■ **Stated problem**: Repeat the whole listing exactly as written.
* start Provided information *
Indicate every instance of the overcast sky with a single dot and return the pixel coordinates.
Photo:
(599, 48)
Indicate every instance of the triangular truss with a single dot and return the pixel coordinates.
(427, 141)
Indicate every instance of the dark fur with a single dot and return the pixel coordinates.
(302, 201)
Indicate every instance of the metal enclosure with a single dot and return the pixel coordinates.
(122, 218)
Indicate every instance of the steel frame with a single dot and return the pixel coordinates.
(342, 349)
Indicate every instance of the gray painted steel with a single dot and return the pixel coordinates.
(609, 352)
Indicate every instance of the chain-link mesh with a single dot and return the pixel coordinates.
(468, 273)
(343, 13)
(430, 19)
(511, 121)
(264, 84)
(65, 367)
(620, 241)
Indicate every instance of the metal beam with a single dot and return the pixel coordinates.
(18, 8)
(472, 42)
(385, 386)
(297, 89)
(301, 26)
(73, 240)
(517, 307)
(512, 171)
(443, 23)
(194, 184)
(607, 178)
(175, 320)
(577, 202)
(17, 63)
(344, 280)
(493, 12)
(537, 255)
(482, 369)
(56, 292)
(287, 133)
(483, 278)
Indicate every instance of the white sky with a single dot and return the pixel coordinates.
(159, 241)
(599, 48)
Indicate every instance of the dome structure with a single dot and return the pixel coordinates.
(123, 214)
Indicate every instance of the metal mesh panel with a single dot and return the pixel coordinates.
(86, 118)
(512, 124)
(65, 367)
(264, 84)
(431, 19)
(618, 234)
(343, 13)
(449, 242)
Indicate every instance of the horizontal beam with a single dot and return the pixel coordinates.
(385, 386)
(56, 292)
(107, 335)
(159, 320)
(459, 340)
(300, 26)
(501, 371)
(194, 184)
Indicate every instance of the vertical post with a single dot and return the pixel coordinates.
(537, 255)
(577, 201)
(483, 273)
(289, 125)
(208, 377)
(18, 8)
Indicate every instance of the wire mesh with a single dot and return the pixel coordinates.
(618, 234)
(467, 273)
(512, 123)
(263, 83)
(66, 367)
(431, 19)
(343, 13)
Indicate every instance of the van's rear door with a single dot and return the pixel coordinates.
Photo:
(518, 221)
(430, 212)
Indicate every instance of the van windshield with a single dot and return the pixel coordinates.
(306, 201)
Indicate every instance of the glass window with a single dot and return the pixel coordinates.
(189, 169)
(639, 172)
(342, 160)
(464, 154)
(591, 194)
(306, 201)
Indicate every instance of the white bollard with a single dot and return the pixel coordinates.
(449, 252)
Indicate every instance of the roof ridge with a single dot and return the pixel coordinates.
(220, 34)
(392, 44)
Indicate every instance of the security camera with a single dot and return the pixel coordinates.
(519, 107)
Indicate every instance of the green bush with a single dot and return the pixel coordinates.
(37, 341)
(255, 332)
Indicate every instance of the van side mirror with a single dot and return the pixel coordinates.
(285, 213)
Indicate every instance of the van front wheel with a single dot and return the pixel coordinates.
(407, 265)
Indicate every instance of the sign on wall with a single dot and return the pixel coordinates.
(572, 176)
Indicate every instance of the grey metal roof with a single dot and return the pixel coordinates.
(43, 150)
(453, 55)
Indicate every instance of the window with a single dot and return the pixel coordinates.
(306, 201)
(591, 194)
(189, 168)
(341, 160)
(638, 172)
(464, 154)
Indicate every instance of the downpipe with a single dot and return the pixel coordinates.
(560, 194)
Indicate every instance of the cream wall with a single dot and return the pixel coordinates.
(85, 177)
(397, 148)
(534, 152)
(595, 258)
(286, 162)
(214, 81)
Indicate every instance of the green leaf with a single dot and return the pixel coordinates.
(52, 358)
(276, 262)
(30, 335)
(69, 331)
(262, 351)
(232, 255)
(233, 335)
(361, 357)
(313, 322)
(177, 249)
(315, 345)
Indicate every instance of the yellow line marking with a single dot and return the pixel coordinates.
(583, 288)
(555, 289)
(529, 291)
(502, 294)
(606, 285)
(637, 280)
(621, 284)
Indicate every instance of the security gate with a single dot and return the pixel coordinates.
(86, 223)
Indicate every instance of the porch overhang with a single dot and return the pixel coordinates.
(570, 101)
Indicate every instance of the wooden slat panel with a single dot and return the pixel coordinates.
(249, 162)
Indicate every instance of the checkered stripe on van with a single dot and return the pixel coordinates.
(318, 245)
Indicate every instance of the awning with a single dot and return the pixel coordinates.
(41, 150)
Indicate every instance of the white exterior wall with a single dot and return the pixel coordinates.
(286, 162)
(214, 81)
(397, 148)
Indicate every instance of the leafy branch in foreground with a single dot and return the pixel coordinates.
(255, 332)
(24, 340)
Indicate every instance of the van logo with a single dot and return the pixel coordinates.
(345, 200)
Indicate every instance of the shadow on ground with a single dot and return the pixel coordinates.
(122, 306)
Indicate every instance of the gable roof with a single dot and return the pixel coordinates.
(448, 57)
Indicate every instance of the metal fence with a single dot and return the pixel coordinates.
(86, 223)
* end Provided information *
■ **Finished answer**:
Indicate every instance of the overcast sky with a single dot and return the pixel coordinates.
Photo:
(599, 48)
Indicate every instance of the triangular truss with a single dot and return the pixel coordinates.
(427, 141)
Indicate every instance of the dark fur with a single dot and return the pixel coordinates.
(302, 201)
Indicate every instance of the metal enclosure with a single dot and return the pixel coordinates.
(122, 218)
Indicate every instance of the steel frame with a single dot and return the pixel coordinates.
(342, 349)
Indicate every instance of the gray painted steel with a single dot and return the pixel coordinates.
(609, 352)
Indicate every instance of the chain-link mesh with a single dot and return the pixel coordinates.
(468, 273)
(343, 13)
(430, 19)
(511, 121)
(264, 84)
(65, 367)
(620, 241)
Indicate every instance of the metal beam with a single dot and return the pixel coordinates.
(18, 8)
(472, 42)
(385, 386)
(297, 89)
(301, 26)
(73, 240)
(517, 307)
(512, 171)
(443, 23)
(194, 184)
(607, 178)
(175, 320)
(577, 202)
(17, 63)
(344, 280)
(493, 12)
(537, 255)
(482, 369)
(56, 292)
(287, 133)
(483, 278)
Indicate every instance of the white sky with a single dot and return the pixel coordinates.
(159, 241)
(599, 48)
Indicate every instance of the dome structure with a single dot and return the pixel coordinates.
(123, 214)
Indicate every instance of the metal mesh panel with a single dot and return the pixel coordinates.
(86, 118)
(512, 124)
(65, 367)
(264, 84)
(431, 19)
(618, 234)
(343, 13)
(449, 242)
Indicate every instance of the horizontal beam with a single dot and return the pixel coordinates.
(385, 386)
(56, 292)
(107, 335)
(159, 320)
(459, 340)
(300, 26)
(501, 371)
(194, 184)
Indicate every instance of the vertical post with a single dot and return the pixel coordinates.
(537, 255)
(577, 201)
(483, 273)
(289, 125)
(208, 377)
(18, 8)
Indicate every instance of the wire mesh with a single dot and return the pixel coordinates.
(618, 234)
(467, 273)
(512, 123)
(263, 83)
(66, 367)
(431, 19)
(343, 13)
Indicate every instance of the van's rear door with a single dot and return the pixel coordinates.
Photo:
(518, 221)
(430, 212)
Indicate every instance of the van windshield with a single dot and return the pixel coordinates.
(306, 201)
Indicate every instance of the glass window with a single dot and return the pixel coordinates.
(189, 169)
(639, 172)
(342, 160)
(464, 154)
(591, 194)
(306, 201)
Indicate every instance of the white bollard with a single dot and return the pixel coordinates.
(449, 252)
Indicate every instance of the roof ridge with a single dot and return the pixel coordinates.
(220, 34)
(392, 44)
Indicate every instance of the security camera with a single dot and return the pixel coordinates.
(519, 107)
Indicate every instance of the green bush with a single dot and return the pixel coordinates.
(37, 341)
(255, 332)
Indicate every instance of the van side mirror with a single dot and return the pixel coordinates.
(285, 213)
Indicate every instance of the van front wheel with a single dot and return the pixel coordinates.
(407, 265)
Indicate every instance of the sign on wall with a single dot and return the pixel coordinates.
(572, 176)
Indicate every instance of the grey metal roof with a single dot and return the pixel coordinates.
(43, 150)
(453, 55)
Indicate every instance of the window with a single dot and return the pixel coordinates.
(306, 201)
(591, 194)
(189, 168)
(341, 160)
(638, 172)
(464, 154)
Indicate every instance of the downpipe with a single dot and return the pixel coordinates.
(560, 194)
Indicate every instance of the cream wall with a single dot and return the pixel coordinates.
(85, 177)
(397, 148)
(534, 152)
(595, 258)
(286, 162)
(214, 81)
Indicate every instance of the green leaf with a single dot and return the pixel coordinates.
(52, 358)
(276, 262)
(30, 335)
(69, 331)
(262, 351)
(232, 255)
(233, 335)
(361, 357)
(313, 322)
(177, 249)
(315, 345)
Indicate every instance of the yellow line marking with a single dot and return the pixel coordinates.
(583, 288)
(555, 289)
(529, 291)
(502, 294)
(606, 285)
(637, 280)
(621, 284)
Indicate every instance of the security gate with a single dot and return the pixel coordinates.
(86, 223)
Indicate every instance of the porch overhang with a single dot and return the pixel coordinates.
(570, 101)
Indicate every instance of the wooden slat panel with a single dot and return the pixel coordinates.
(249, 162)
Indicate every instance of the checkered stripe on van with a single dot and return the pixel coordinates.
(318, 245)
Indicate every instance of the awning with a single dot and return the pixel coordinates.
(41, 150)
Indicate every instance of the white exterior wall with a single dot and return the pixel coordinates.
(286, 162)
(214, 81)
(397, 148)
Indicate every instance of the leafy branch in foreground with a single dot and return the pixel coordinates.
(255, 332)
(24, 340)
Indicate every instance of the van logo with a single dot and return the pixel coordinates.
(345, 200)
Indicate every instance of the shadow on ground with a single dot and return the pixel coordinates.
(122, 306)
Indicate every instance of the gable roof with a single dot and return the pixel coordinates.
(448, 57)
Indicate every instance of the metal fence with a single dot and return the pixel coordinates.
(86, 223)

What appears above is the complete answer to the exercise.